Задание 1:
Перепишите без изменений участок строк, начиная со строки, где есть «Q. Point out the tall», и до последней строки включительно.

Отрывок:
************
Неизвестный Мао
Шрифт:
Это признание «ошибок» произошло лишь внутри партии. Общество так ничего и не узнало, поскольку партия осталась в высшей степени секретной организацией. Никаких извинений обществу и крестьянам Мао не принес. Он не собирался умиротворять простой народ, — простые люди не шли в счет. Это касалось как коммунистических районов, так и районов, где у власти стояли националисты.
Хотя люди, жившие в районах, контролируемых Чан Кайши, были хорошо осведомлены о жестокостях земельной реформы, и не в последнюю очередь от сотен тысяч людей, которым посчастливилось бежать, они все же склонны были объяснять это отдельными эксцессами со стороны угнетенного класса. В любом случае никто не мог ничего поделать с наступлением Мао, а поскольку никто не испытывал большого восхищения существующим режимом, то многие сомневались в жестокостях, приписываемых Мао.
************
Записи:
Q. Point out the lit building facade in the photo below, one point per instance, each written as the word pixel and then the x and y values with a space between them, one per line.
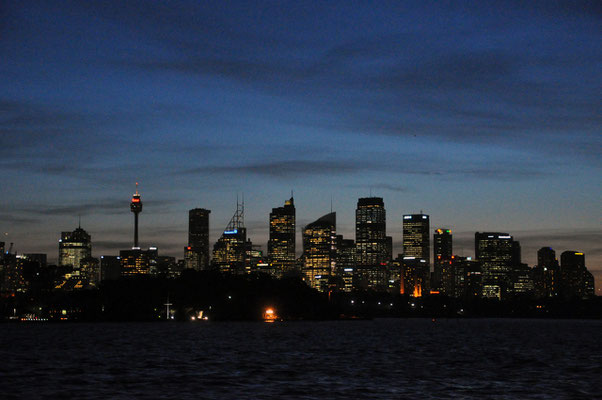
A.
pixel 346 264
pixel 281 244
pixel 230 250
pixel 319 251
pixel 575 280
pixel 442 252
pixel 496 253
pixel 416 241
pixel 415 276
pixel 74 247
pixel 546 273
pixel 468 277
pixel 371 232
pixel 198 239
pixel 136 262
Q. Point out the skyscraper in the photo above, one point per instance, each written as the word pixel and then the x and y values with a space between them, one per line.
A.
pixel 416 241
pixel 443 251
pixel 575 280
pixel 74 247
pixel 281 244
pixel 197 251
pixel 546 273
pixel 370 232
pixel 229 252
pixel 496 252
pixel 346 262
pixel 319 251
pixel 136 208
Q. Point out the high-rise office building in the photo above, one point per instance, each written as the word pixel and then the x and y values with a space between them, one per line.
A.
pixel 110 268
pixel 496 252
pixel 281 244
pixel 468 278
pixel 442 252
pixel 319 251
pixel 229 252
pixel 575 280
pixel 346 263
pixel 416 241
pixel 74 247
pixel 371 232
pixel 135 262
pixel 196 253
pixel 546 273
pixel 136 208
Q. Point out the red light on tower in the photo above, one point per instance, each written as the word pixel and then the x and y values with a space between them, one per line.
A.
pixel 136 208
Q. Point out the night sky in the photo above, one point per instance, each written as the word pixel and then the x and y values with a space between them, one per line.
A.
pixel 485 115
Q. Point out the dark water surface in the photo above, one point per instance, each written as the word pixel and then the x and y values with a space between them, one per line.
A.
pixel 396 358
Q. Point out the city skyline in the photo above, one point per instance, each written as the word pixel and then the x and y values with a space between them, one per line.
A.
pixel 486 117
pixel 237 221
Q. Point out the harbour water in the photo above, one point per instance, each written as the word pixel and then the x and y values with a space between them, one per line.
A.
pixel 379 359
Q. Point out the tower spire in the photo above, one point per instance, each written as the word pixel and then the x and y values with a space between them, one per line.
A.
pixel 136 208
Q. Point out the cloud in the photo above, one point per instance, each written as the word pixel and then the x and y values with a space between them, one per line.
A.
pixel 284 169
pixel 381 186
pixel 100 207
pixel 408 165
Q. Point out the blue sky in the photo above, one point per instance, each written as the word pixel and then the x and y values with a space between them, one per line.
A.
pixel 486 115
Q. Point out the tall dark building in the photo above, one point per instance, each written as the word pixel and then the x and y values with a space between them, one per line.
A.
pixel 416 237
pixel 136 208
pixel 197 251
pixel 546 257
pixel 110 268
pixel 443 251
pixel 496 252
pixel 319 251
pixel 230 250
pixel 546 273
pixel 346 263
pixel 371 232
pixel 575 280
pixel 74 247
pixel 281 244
************
Задание 2:
Ответьте по отрывку о Мао:
(a) Где произошло признание «ошибок»?
(b) Кому Мао не принес извинений?
(c) Чем люди в районах, контролируемых Чан Кайши, склонны были объяснять жестокости земельной реформы?

Письменный ответ 1:
Q. Point out the tall dark building in the photo above, one point per instance, each written as the word pixel and then the x and y values with a space between them, one per line.
A.
pixel 416 237
pixel 136 208
pixel 197 251
pixel 546 257
pixel 110 268
pixel 443 251
pixel 496 252
pixel 319 251
pixel 230 250
pixel 546 273
pixel 346 263
pixel 371 232
pixel 575 280
pixel 74 247
pixel 281 244

Письменный ответ 2:
(a) Лишь внутри партии.
(b) Обществу и крестьянам.
(c) Отдельными эксцессами со стороны угнетенного класса.